Material hardness describes a substance’s resistance to permanent, localized plastic deformation, such as scratching, indentation, or abrasion. This property is determined by the strength of the chemical bonds between atoms, the density of the material’s crystal structure, and its overall molecular arrangement. The scientific pursuit to synthesize and discover materials with extreme hardness drives innovation across many industries. Understanding how we define and measure this resistance is essential for identifying the hardest known substance.
How Material Hardness is Measured
Historically, the most recognizable method for ranking mineral toughness is the Mohs scale of mineral hardness. Developed in 1812, this scale ranks materials from 1 to 10 based on their ability to visibly scratch a softer material. Diamond, rated 10, can scratch all other materials on the scale, while talc, rated 1, can be scratched by everything else.
The Mohs scale is a purely ordinal ranking, meaning the difference in hardness between materials is not linear. To obtain a more precise, quantitative measurement, scientists rely on indentation hardness tests. Modern methods, such as the Vickers and Knoop tests, use a carefully shaped indenter, typically made of diamond, to press into the material’s surface with a defined force.
The hardness value is calculated by dividing the applied load by the resulting surface area of the indentation. The Vickers test uses a square-based pyramidal indenter, while the Knoop test uses a rhombic shape, often preferred for testing brittle materials or very thin films. Expressing hardness in units of gigapascals (GPa) allows for a direct comparison of the resistance to deformation, which is essential for evaluating superhard materials.
Identifying the Hardest Known Substance
For decades, natural diamond was considered the undisputed hardest material, achieving a Vickers hardness in the range of 70 to 150 GPa, depending on the crystal orientation. Advanced synthesis techniques have now produced a material that surpasses it: Aggregated Diamond Nanorods (ADNRs), also known as hyperdiamond.
ADNRs are created by compressing fullerene, an allotrope of carbon, under extreme pressure (around 20 GPa) and high temperature. This process transforms the spherical fullerene molecules into a dense network of interconnected, elongated diamond nanocrystals, each 5 to 20 nanometers in diameter. The unique, randomly oriented structure of these aggregated nanorods eliminates the weak cleavage planes present in single-crystal diamond.

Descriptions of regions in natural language

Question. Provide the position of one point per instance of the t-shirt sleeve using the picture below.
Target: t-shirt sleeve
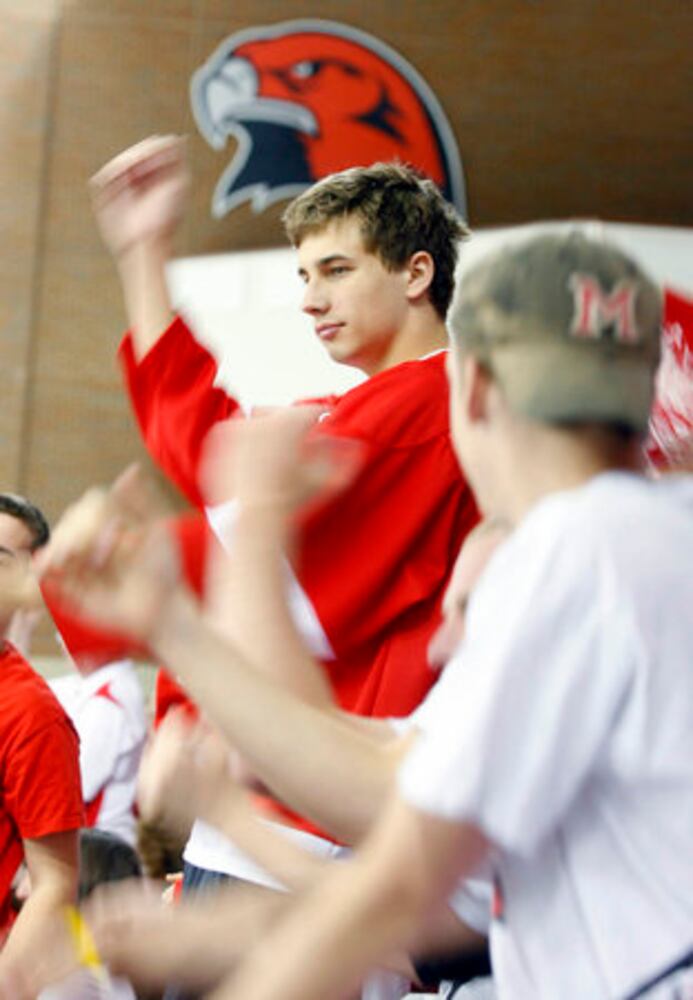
(43, 787)
(176, 402)
(103, 737)
(386, 545)
(525, 707)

PARTS OF THE EXERCISE —
A - According to the material hardness text, what is the diameter of each diamond nanocrystal in ADNRs?
B - Please rewrite the material hardness text from "How Material Hardness" up to and including "by everything else.", swapping "recognizable" for "familiar".

TASK RESULTS —
A - 5 to 20 nanometers.

B -
How Material Hardness is Measured
Historically, the most familiar method for ranking mineral toughness is the Mohs scale of mineral hardness. Developed in 1812, this scale ranks materials from 1 to 10 based on their ability to visibly scratch a softer material. Diamond, rated 10, can scratch all other materials on the scale, while talc, rated 1, can be scratched by everything else.